• Tasks and exercises:
A – Copy the stretch of the Six Feet Under text from "I'm not the" through "kill Nate off." word for word.
B – Name every character from Six Feet Under that the Six Feet Under text mentions.

• Text provided:

::::::::

So the gay interracial relationship is ONE measure by which I assess actual persons I know. The other has to do with Nate, who is Hot, but for the last couple seasons Really Really Annoying. Obviously, the character with which I most identify is Brenda, because she is brunette and smart and Neurotic, but you can tell how most of her neuroses are reasonable, in their own way. She meditates, she's trying to get herself a career. And she decided to settle down and to take a gamble on Nate, just as I, after my "wild" (okay, semi-wild) early twenties, decided to risk settling down with a set-in-his-ways former Bad Boy.

An interesting thing for me this season is to note JUST HOW MAD I get at Nate, when he doesn't settle down a BIT into marriage because MARRIAGE IS HARD BUT YOU ARE SUPPOSED TO BE WILLING TO WORK ON IT, and because I too just got married and I want marriages to WORK. Also, he beat a bird to DEATH this season which I really didn't like. But what's really weird is how Nate's behavior (all season he's been giving cow eyes to Maggie, which has really gotten on my last nerve and made me go from liking her to wishing she'd leave, doesn't she have a job or something?) has made me testy with my OWN husband, as if the fictional character, Nate, just PROVES that men can't be trusted. I caught myself announcing in ALL CAPS after one recent episode viewing that HUSBANDS CAN'T BE TRUSTED, and thinking evil thoughts about my husband's friendship with an old ex who he hasn't seen in more than a year.

I realize that this is crazy. But it is also interesting to me, that this happens. After the episode two episodes ago, in which Nate Sleeps With Maggie/Collapses to the Floor, I was so agitated that I had to stay up for two or three hours and read all the Six Feet Under related discussion forums I could find. I was SO PISSED at him for cheating on Brenda -- so much that I yelled GOOD! when he collapsed... and yet I still LIKE Nate even though I've been mad at him all season , so I also felt disappointed that his life story wasn't working out like I wanted.

I'm not the only person who has overly emotional identifications with these characters. The boards were evenly split between people who were SO MAD AT HIM and who said mean things about Maggie, and others, who clearly wanted to marry him, who just couldn't accept that the Six Feet Under writers would kill Nate off.

::::::::

• Stored data:
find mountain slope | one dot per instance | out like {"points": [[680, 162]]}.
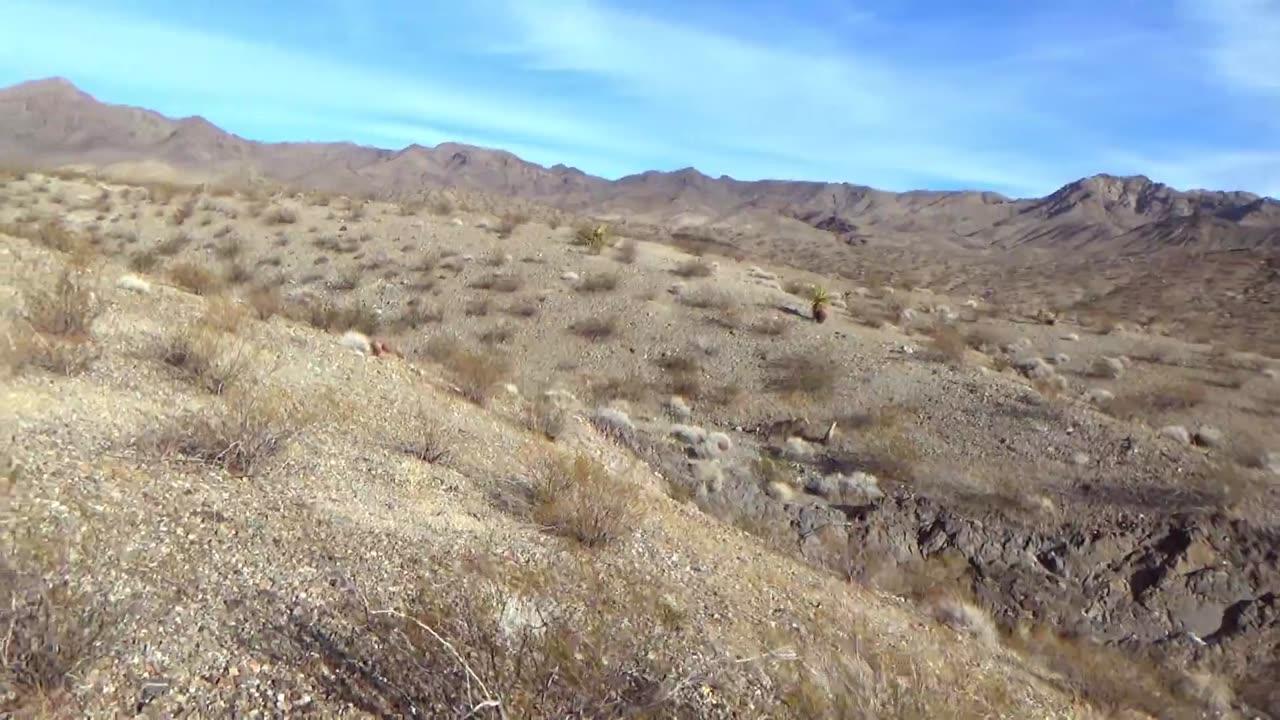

::::::::

• Worked solutions:
A –
I'm not the only person who has overly emotional identifications with these characters. The boards were evenly split between people who were SO MAD AT HIM and who said mean things about Maggie, and others, who clearly wanted to marry him, who just couldn't accept that the Six Feet Under writers would kill Nate off.

B – Nate, Brenda, Maggie